American actor & model (born 1970)

Justin Willman Chambers (born July 11, 1970) is an American actor and former model best known for his role as Dr. Alex Karev in Grey's Anatomy (2005–2020). Born in Ohio, he went to Southeastern High School, South Charleston, and later studied acting at New York's HB Studio. Chambers began modeling after being approached by a modeling scout in Paris. He went on to represent fashion brands including Calvin Klein, Armani, and Dolce & Gabbana. Chambers began his acting career with a recurring role in the soap opera Another World and made his feature film debut with a supporting role in the comedy drama Liberty Heights (1999).

In 2005, he was cast as Dr. Alex Karev in the ABC medical drama series Grey's Anatomy. Chambers gained widespread recognition as the series progressed and the character became one of the most popular from the hit series, earning multiple nominations and the 2017 Best TV Network Drama Actor at the People's Choice Awards as well as nominations for the Screen Actors Guild Award.

**TASKS FOR THIS EXERCISE**
1. Answer from the text on Justin Chambers:
(a) Where did Chambers study acting?
(b) In which soap opera did he have a recurring role?
(c) What award did he win in 2017?
2. Extend the text on Justin Chambers by one paragraph, starting after its final sentence.
The listing after this point is separate material with no connection to the text on Justin Chambers.

**DATASET CONTENT**
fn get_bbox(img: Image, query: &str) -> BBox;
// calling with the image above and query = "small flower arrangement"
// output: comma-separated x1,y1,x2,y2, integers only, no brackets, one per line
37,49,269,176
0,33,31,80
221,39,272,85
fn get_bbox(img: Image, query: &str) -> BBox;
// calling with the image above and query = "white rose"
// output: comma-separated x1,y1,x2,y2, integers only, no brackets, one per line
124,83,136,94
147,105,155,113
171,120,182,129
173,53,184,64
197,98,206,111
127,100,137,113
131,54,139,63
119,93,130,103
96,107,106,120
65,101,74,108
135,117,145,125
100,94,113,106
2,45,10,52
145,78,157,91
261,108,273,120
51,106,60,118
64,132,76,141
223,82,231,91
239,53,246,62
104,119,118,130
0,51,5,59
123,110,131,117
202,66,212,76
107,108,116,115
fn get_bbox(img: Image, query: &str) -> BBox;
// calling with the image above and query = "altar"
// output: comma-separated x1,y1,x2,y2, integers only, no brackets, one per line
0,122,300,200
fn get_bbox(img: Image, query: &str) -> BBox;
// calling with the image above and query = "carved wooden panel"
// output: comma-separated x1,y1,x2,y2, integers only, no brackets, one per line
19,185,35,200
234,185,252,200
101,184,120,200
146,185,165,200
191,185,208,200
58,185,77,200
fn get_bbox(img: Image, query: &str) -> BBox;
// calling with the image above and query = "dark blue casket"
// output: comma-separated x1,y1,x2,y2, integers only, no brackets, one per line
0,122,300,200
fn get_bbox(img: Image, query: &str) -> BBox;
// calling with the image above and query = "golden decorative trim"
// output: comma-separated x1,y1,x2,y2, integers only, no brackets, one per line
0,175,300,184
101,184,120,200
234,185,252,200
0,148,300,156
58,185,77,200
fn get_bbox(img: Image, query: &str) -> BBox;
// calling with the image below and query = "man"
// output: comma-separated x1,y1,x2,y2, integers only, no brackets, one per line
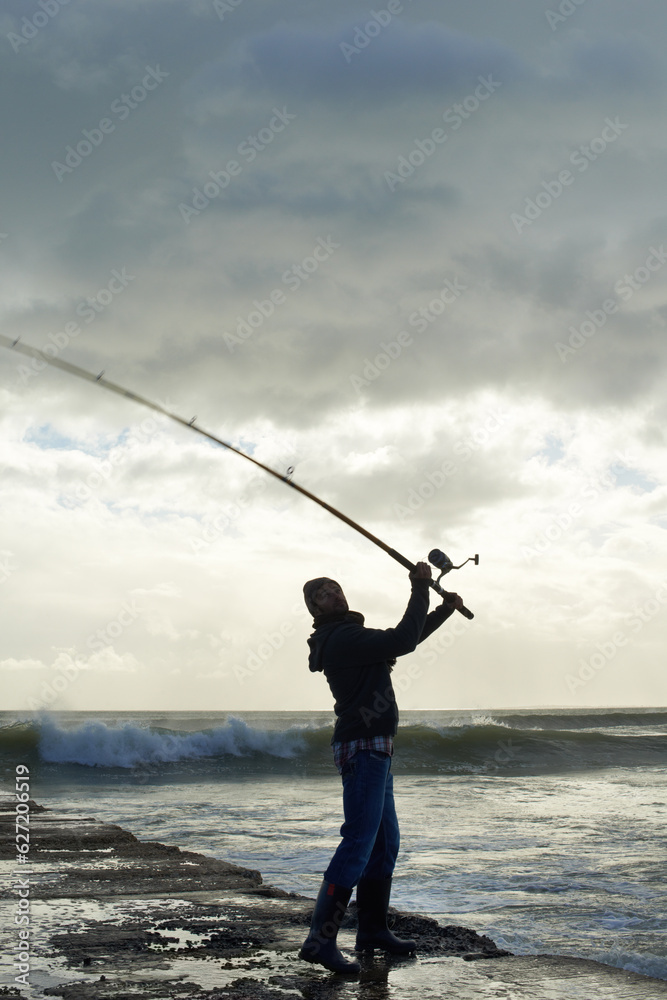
299,563,462,974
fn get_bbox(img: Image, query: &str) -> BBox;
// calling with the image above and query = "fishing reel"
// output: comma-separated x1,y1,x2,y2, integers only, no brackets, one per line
428,549,479,583
428,549,479,618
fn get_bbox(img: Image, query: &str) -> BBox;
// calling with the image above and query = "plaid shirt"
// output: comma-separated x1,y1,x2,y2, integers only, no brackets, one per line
332,736,394,773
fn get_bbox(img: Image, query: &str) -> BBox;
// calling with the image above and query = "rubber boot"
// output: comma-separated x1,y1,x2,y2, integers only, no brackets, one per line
355,878,417,955
299,882,360,975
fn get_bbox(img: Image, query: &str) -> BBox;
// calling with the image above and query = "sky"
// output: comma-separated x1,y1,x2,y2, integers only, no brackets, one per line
0,0,667,712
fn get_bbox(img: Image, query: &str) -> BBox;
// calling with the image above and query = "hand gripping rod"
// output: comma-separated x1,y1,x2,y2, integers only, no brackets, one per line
0,334,475,618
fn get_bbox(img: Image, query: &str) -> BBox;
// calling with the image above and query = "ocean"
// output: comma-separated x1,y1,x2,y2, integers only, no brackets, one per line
0,709,667,979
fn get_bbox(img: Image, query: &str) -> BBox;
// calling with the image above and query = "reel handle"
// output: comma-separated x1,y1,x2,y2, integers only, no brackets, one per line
385,546,475,619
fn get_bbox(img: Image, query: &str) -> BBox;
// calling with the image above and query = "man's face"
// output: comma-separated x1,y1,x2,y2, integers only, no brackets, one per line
313,582,349,615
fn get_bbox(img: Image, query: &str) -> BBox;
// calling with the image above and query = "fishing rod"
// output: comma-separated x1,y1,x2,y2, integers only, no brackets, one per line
0,334,479,618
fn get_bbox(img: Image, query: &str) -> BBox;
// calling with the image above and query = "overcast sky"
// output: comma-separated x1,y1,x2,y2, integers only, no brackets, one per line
0,0,667,711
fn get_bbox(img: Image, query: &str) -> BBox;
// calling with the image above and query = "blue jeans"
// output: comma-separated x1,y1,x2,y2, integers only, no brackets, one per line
324,750,400,889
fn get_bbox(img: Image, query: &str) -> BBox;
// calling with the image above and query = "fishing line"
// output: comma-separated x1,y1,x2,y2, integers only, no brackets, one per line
0,333,479,618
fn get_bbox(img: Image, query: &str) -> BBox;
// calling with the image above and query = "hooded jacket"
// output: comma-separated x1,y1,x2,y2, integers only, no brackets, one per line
308,580,454,743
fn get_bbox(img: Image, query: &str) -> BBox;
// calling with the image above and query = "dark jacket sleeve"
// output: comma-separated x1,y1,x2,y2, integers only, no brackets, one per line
324,580,430,667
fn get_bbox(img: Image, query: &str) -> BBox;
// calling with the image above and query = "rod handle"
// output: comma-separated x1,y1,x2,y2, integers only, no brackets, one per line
429,580,475,620
385,547,475,620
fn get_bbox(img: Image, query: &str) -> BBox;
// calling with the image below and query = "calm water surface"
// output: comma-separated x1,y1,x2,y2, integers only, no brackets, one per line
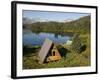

**RESULTS OF THE TASKS**
1.
(a) HB Studio in New York
(b) Another World
(c) Best TV Network Drama Actor at the People's Choice Awards

2.
==Early life and education==
Chambers was born Justin Willman Chambers in Springfield, Ohio, on July 11, 1970, to Pamela Sue (née Willman) and John William Eugene Chambers II, who were both deputy sheriffs. Chambers was raised in Springfield. He aspired to be a dentist. He has a fraternal twin brother, Jason; one older brother, John Jr. "Chip"; and two older sisters, Mia and Susan. The twins were frequently hospitalized as children due to persistent bouts of pneumonia. He and Jason attended Southeastern High School in South Charleston, Ohio. Justin later moved to New York, where he studied for four years at HB Studio and Ron Stetson Studios.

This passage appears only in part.